Start of Document excerpt
So, were the bad guys successful exploiting these ancient vulnerabilities? Looks like it, the Java exploit and the exploit for a 2007 Internet Explorer issue caused quite a few infections. If we look at how the browsers “performed”, we see that roughly 17% of Internet Explorer users were infected. Not very surprising, the infection rate of Internet Explorer 6.0 users was almost twice as high as for Internet Explorer 7.0 users, the infection rate for Internet Explorer 8.0 was even lower then. Clearly, people still using IE6 are unlikely to keep up with patches.

What might be more surprising is the fact that other browsers aren’t that different. Chrome has an infection rate of 13%, Opera 21% (!), Safari 20%. None of these browsers was targeted directly by an exploit, each exploitation happened through plugins. While the numbers for Chrome and Safari aren’t statistically significant, Opera’s numbers are and seem to indicate that Opera users often consider themselves safe by using a minority browser and forget to update plugins. Side note: in a comment Brian links to a post indicating that an exploit targeting Opera is indeed part of this exploit pack. However, the vulnerability in question is so old that it apparently was never exploited which is why this exploit doesn’t show up in the list.
End of Document excerpt
Tasks:
• 1. Answer these questions about the passage on browser infection rates:
(a) Roughly what share of Internet Explorer users were infected?
(b) What infection rate does the passage give for Chrome?
(c) How did the exploitation of the browsers other than Internet Explorer happen?
• 2. In the passage on browser infection rates, replace "plugins" with "browser add-ons" and write out the part that opens with "What might be" and closes with "in the list.".
The records have nothing to do with this passage.
Start of Listed entries
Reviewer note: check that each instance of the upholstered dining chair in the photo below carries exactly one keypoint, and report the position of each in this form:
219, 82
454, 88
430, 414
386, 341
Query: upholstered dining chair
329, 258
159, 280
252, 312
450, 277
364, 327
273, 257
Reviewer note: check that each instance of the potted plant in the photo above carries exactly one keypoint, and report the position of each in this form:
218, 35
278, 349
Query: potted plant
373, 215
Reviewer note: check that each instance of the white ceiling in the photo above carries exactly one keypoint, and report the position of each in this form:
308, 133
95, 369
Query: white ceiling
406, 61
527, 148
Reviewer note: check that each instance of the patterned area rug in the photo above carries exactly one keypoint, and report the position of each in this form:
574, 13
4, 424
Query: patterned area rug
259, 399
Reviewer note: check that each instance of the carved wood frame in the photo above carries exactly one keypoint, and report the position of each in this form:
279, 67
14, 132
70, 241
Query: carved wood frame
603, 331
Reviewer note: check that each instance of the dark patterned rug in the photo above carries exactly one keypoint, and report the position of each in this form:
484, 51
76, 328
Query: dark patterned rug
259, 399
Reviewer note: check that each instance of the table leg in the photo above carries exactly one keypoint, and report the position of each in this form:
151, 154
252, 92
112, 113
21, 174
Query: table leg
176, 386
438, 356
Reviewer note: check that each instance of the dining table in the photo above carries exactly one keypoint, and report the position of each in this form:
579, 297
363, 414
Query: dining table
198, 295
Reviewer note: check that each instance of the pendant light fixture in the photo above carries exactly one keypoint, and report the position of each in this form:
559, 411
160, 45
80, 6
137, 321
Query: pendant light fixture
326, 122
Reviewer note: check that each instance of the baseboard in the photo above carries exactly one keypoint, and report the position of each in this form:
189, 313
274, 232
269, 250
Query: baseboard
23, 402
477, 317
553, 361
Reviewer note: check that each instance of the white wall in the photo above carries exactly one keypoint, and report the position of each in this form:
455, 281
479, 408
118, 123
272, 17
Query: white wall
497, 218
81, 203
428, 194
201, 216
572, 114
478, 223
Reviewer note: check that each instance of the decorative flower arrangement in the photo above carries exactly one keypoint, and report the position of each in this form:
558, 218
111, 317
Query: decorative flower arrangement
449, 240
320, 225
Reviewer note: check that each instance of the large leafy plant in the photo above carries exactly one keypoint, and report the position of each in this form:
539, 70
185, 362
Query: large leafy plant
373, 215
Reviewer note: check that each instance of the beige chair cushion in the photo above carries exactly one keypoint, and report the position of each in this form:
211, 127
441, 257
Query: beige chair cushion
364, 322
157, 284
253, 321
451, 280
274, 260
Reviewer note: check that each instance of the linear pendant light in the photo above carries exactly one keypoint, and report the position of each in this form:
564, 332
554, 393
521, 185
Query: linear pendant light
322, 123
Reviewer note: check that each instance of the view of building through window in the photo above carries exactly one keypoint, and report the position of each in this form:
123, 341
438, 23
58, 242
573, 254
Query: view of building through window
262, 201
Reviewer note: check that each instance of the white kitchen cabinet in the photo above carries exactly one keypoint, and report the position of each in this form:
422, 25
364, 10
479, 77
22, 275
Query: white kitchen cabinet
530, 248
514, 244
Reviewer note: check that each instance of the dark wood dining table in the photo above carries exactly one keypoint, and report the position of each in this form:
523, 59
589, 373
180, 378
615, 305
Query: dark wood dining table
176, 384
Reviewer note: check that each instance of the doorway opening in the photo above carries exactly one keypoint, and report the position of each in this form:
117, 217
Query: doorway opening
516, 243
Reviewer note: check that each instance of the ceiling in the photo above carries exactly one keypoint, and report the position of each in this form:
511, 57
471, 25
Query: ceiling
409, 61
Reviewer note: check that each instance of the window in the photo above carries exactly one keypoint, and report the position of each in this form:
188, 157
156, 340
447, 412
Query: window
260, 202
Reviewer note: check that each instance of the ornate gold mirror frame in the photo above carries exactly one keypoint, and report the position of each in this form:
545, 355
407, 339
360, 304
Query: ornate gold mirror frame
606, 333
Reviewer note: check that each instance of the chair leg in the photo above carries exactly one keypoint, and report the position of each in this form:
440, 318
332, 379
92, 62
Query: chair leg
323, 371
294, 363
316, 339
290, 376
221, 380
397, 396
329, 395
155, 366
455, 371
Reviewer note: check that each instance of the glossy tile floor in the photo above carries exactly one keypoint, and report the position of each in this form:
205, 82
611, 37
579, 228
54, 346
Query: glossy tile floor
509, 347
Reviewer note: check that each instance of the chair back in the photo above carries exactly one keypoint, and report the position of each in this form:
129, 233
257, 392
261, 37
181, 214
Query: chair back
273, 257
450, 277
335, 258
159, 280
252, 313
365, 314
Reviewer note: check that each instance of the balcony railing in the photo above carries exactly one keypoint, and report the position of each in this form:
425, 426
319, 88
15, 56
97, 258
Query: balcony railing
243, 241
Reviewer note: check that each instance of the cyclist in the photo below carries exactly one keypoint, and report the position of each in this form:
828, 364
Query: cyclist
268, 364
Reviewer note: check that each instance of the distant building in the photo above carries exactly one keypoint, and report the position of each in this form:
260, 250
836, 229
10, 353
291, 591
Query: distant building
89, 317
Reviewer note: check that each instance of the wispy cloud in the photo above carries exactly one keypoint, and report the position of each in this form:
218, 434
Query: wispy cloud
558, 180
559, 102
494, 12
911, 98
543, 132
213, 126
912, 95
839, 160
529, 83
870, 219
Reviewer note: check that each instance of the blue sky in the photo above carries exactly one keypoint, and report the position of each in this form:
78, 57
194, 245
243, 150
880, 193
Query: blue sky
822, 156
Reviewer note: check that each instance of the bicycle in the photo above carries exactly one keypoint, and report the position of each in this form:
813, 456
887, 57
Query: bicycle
End of Listed entries
Solutions to each task:
• 1.
(a) Roughly 17%.
(b) 13%.
(c) Through plugins.

• 2.
What might be more surprising is the fact that other browsers aren’t that different. Chrome has an infection rate of 13%, Opera 21% (!), Safari 20%. None of these browsers was targeted directly by an exploit, each exploitation happened through browser add-ons. While the numbers for Chrome and Safari aren’t statistically significant, Opera’s numbers are and seem to indicate that Opera users often consider themselves safe by using a minority browser and forget to update browser add-ons. Side note: in a comment Brian links to a post indicating that an exploit targeting Opera is indeed part of this exploit pack. However, the vulnerability in question is so old that it apparently was never exploited which is why this exploit doesn’t show up in the list.